→ **Required work**:
Copy every one of the following records word for word.

→ **Excerpted records**:
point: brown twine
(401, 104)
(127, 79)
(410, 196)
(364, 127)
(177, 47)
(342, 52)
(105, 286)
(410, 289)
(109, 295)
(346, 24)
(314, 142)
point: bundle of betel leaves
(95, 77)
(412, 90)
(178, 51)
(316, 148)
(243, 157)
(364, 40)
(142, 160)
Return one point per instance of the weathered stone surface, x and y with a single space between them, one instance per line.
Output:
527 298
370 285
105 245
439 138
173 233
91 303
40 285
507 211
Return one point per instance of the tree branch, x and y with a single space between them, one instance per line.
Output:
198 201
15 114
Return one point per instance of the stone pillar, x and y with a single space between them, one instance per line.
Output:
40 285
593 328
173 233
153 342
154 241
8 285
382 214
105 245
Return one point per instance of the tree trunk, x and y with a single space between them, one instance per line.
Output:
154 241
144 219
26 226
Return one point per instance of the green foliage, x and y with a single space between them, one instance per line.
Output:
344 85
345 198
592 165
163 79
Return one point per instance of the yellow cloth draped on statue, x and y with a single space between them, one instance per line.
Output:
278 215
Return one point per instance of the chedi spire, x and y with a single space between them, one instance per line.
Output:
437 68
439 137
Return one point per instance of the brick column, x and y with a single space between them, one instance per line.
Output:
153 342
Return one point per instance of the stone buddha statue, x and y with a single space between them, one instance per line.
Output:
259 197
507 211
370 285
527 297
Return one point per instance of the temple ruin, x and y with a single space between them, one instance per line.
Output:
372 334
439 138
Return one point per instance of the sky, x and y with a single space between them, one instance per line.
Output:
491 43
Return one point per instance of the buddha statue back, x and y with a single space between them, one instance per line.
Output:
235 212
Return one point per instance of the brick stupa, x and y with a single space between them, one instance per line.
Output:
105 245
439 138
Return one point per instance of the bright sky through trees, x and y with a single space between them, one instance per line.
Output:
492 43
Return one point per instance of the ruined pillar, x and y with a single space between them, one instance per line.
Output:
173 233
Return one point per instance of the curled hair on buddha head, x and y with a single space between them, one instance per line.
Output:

→ **Result for this task**:
point: brown twine
(401, 104)
(127, 79)
(410, 196)
(364, 127)
(177, 47)
(342, 52)
(105, 286)
(410, 289)
(109, 295)
(346, 24)
(314, 142)
point: bundle of betel leaves
(95, 77)
(412, 90)
(178, 51)
(316, 148)
(243, 157)
(364, 40)
(142, 160)
Return one point per instance of the weathered stone surface, x and y with a single space between them, one instance per line.
Output:
527 298
370 285
105 245
439 138
173 233
91 303
40 285
507 211
Return one point per instance of the tree branch, x and y with a single space between them, one instance per line.
Output:
198 201
15 114
Return one point per instance of the stone pillar, x and y with a single space between them, one instance per line.
Output:
40 285
593 328
173 233
153 342
154 241
8 285
382 214
105 245
Return one point per instance of the tree trunk, x and y with a single space between them, one instance per line.
Output:
154 241
144 219
26 226
Return one point per instance of the green foliage, x and y with a single space between them, one instance per line.
Output:
344 85
345 198
592 165
163 79
Return one point per instance of the yellow cloth draped on statue, x and y with a single space between them, one instance per line.
Output:
278 215
Return one point per instance of the chedi spire, x and y with a single space between them, one instance per line.
Output:
437 68
439 137
Return one point per instance of the brick column, x and y with a single space between them, one instance per line.
Output:
153 342
Return one point per instance of the stone buddha statue, x and y with a single space between them, one instance per line.
Output:
259 197
507 211
370 285
527 297
Return one point per instance of the temple ruin, x and y with a single space between them, one instance per line.
Output:
372 334
439 138
Return one point per instance of the sky, x and y with a single space between them, one instance per line.
Output:
491 43
Return one point per instance of the buddha statue back, x and y with a single space between them, one instance per line.
Output:
235 212
Return one point per instance of the brick stupa, x and y with a single space between them, one instance per line.
Output:
105 245
439 138
Return one point per instance of the bright sky through trees, x and y with a single space between them, one instance per line.
Output:
492 43
Return one point per instance of the ruined pillar, x and y with a single space between them, one instance per line.
Output:
173 233
Return one point per instance of the curled hair on buddha head, x and y with a single space between them, one instance per line.
Output:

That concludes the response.